— Given records —
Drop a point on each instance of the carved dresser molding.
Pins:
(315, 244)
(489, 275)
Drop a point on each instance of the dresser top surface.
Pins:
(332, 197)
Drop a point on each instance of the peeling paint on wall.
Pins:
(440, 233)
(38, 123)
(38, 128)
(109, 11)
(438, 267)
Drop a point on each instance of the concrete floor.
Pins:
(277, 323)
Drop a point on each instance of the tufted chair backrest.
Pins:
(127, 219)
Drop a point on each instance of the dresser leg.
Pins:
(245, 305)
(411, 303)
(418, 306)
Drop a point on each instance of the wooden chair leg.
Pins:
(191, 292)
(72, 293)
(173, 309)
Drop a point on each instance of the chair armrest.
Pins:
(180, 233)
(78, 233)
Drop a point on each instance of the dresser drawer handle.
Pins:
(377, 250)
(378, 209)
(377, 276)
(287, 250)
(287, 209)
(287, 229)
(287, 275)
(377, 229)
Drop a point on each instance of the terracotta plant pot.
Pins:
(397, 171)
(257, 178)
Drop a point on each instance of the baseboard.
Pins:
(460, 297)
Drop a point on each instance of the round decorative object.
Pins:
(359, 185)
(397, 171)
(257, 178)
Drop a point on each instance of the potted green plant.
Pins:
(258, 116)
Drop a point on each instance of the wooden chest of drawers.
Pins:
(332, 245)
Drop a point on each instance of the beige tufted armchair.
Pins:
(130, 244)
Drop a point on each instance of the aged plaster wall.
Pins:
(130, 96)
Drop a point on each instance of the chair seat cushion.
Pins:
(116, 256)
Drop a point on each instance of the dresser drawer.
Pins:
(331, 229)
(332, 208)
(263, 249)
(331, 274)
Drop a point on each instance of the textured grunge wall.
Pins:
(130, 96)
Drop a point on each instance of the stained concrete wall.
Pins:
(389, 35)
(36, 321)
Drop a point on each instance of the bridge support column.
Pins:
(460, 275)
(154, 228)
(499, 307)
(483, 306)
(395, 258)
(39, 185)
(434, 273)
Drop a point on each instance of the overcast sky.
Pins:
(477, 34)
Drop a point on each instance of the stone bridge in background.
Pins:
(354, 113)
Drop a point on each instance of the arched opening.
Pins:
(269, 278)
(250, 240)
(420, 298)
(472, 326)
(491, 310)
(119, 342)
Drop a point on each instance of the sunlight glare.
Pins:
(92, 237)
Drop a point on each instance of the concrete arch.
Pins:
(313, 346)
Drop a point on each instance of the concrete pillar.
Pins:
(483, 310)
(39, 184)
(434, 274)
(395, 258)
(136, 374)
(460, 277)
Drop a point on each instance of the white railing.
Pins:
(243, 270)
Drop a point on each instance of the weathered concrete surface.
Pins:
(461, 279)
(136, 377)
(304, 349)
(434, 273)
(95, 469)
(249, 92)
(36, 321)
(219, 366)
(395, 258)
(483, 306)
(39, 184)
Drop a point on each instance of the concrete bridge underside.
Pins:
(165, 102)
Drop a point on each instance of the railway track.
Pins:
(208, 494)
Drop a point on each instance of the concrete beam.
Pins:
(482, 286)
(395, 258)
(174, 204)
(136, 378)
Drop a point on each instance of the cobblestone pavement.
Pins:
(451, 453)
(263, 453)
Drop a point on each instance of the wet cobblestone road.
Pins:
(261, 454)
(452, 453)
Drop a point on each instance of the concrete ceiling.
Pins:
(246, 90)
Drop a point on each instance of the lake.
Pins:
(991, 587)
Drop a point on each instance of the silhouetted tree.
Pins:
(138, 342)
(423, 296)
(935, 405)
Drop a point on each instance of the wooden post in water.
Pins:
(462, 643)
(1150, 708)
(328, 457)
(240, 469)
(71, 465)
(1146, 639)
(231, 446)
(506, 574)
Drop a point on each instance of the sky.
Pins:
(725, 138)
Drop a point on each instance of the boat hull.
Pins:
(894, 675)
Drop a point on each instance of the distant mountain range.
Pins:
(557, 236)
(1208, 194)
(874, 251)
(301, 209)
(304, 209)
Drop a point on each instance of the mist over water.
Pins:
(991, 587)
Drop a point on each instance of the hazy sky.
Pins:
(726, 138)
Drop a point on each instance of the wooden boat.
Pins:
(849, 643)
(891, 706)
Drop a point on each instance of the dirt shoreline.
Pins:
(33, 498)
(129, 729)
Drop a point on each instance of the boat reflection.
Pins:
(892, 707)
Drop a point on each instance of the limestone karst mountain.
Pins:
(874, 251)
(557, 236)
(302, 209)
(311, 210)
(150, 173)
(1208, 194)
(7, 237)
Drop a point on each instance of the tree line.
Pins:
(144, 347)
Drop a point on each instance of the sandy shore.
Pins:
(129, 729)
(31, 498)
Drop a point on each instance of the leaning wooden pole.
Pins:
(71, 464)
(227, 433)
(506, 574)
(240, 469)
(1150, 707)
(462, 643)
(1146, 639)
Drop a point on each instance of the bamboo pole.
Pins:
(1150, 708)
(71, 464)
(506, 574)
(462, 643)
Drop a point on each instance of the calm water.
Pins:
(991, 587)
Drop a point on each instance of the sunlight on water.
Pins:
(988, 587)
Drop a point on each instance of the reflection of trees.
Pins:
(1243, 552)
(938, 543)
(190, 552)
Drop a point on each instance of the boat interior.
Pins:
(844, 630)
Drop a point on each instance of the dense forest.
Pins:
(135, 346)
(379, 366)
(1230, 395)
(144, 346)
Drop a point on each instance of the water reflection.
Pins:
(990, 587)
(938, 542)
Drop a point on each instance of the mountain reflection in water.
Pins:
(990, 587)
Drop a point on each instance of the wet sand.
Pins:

— Aim of the exercise —
Write the whole listing out again. Keep every line exactly as it is.

— Answer for this exercise —
Drop a point on each instance of the carved dresser molding.
Pins:
(315, 244)
(489, 275)
Drop a point on each instance of the dresser top surface.
Pins:
(332, 197)
Drop a point on each instance of the peeling paint on wall.
Pins:
(440, 233)
(38, 123)
(38, 128)
(109, 11)
(438, 267)
Drop a point on each instance of the concrete floor.
Pins:
(277, 323)
Drop a point on each instance of the tufted chair backrest.
Pins:
(127, 219)
Drop a point on each instance of the dresser leg.
Pins:
(245, 305)
(411, 303)
(418, 306)
Drop a point on each instance of the wooden chair leg.
Pins:
(191, 292)
(72, 293)
(173, 309)
Drop a point on each instance of the chair armrest.
Pins:
(180, 233)
(78, 233)
Drop a point on each instance of the dresser drawer handle.
Pins:
(377, 250)
(378, 209)
(377, 276)
(287, 250)
(287, 209)
(287, 229)
(287, 275)
(377, 229)
Drop a point on each instance of the terracotta plant pot.
Pins:
(397, 171)
(257, 178)
Drop a point on each instance of the baseboard.
Pins:
(460, 297)
Drop a point on each instance of the round decorative object.
Pins:
(359, 185)
(397, 171)
(257, 178)
Drop a point on each instance of the potted green plant.
Pins:
(258, 116)
Drop a point on each instance of the wooden chest of drawers.
Pins:
(332, 245)
Drop a point on each instance of the beige tufted armchair.
Pins:
(130, 244)
Drop a point on each instance of the aged plaster wall.
Pins:
(130, 96)
Drop a point on each instance of the chair seat cushion.
Pins:
(116, 256)
Drop a point on each instance of the dresser drawer.
Pins:
(331, 229)
(332, 208)
(263, 249)
(331, 274)
Drop a point on each instance of the textured grunge wall.
Pins:
(130, 96)
Drop a point on each instance of the stained concrete wall.
Pins:
(389, 35)
(36, 321)
Drop a point on each instance of the bridge support column.
Pins:
(460, 275)
(154, 228)
(499, 307)
(483, 306)
(395, 258)
(39, 185)
(434, 273)
Drop a point on each instance of the overcast sky.
Pins:
(477, 34)
Drop a point on each instance of the stone bridge in background.
Pins:
(354, 113)
Drop a point on each instance of the arched opening.
Pins:
(269, 278)
(250, 240)
(420, 298)
(472, 326)
(491, 310)
(119, 342)
Drop a point on each instance of the sunlight glare.
Pins:
(92, 237)
Drop a point on each instance of the concrete arch.
Pins:
(313, 346)
Drop a point on each instance of the concrete pillar.
Pins:
(483, 310)
(39, 184)
(434, 274)
(395, 258)
(136, 374)
(460, 277)
Drop a point on each instance of the white railing.
Pins:
(243, 270)
Drop a point on each instance of the weathered concrete surface.
Pins:
(461, 279)
(136, 377)
(304, 349)
(434, 273)
(95, 469)
(249, 92)
(36, 321)
(219, 366)
(395, 258)
(483, 306)
(39, 184)
Drop a point on each instance of the concrete bridge underside.
Pins:
(165, 102)
Drop a point on each instance of the railway track.
Pins:
(208, 494)
Drop a point on each instance of the concrete beam.
Pins:
(482, 286)
(395, 258)
(174, 204)
(136, 378)
Drop a point on each instance of the cobblestone pavement.
Pins:
(451, 453)
(263, 453)
Drop a point on each instance of the wet cobblestone road.
Pins:
(261, 454)
(452, 453)
Drop a point on each instance of the concrete ceiling.
Pins:
(246, 90)
Drop a point on each instance of the lake.
Pins:
(991, 587)
Drop a point on each instance of the silhouetted tree.
Pins:
(138, 342)
(423, 296)
(935, 405)
Drop a point on each instance of the wooden post in water.
Pins:
(462, 643)
(1150, 708)
(328, 457)
(240, 469)
(71, 465)
(1146, 639)
(231, 446)
(506, 574)
Drop a point on each instance of the sky.
Pins:
(725, 138)
Drop a point on each instance of the boat hull.
Pins:
(894, 675)
Drop a point on each instance of the distant mountain range.
Pins:
(557, 236)
(1208, 194)
(874, 251)
(301, 209)
(304, 209)
Drop a point on each instance of the mist over water.
Pins:
(991, 587)
Drop a point on each instance of the hazy sky.
Pins:
(726, 138)
Drop a point on each instance of the wooden boat.
Pins:
(849, 643)
(891, 706)
Drop a point on each instance of the dirt shoreline.
Pins:
(33, 498)
(129, 729)
Drop a point on each instance of the boat reflection.
Pins:
(892, 707)
Drop a point on each instance of the limestone karst mountain.
Pins:
(874, 251)
(557, 236)
(302, 209)
(311, 210)
(150, 173)
(1208, 194)
(7, 237)
Drop a point on each instance of the tree line.
Pins:
(144, 347)
Drop a point on each instance of the sandy shore.
Pins:
(129, 729)
(31, 498)
Drop a point on each instance of the leaning wooden pole.
Pins:
(71, 464)
(227, 433)
(506, 574)
(240, 469)
(1150, 707)
(462, 643)
(1146, 639)
Drop a point on each instance of the bamboo pole.
Pins:
(1150, 708)
(71, 464)
(506, 574)
(462, 643)
Drop a point on each instance of the calm water.
Pins:
(991, 587)
Drop a point on each instance of the sunlight on water.
Pins:
(988, 587)
Drop a point on each instance of the reflection of trees.
Pins:
(1243, 552)
(938, 543)
(190, 552)
Drop a point on each instance of the boat interior.
Pins:
(844, 630)
Drop a point on each instance of the dense forest.
Pins:
(135, 346)
(379, 366)
(1230, 395)
(144, 346)
Drop a point on each instance of the water reflection.
Pins:
(990, 587)
(938, 542)
Drop a point on each instance of the mountain reflection in water.
Pins:
(990, 587)
Drop a point on each instance of the wet sand.
Pins:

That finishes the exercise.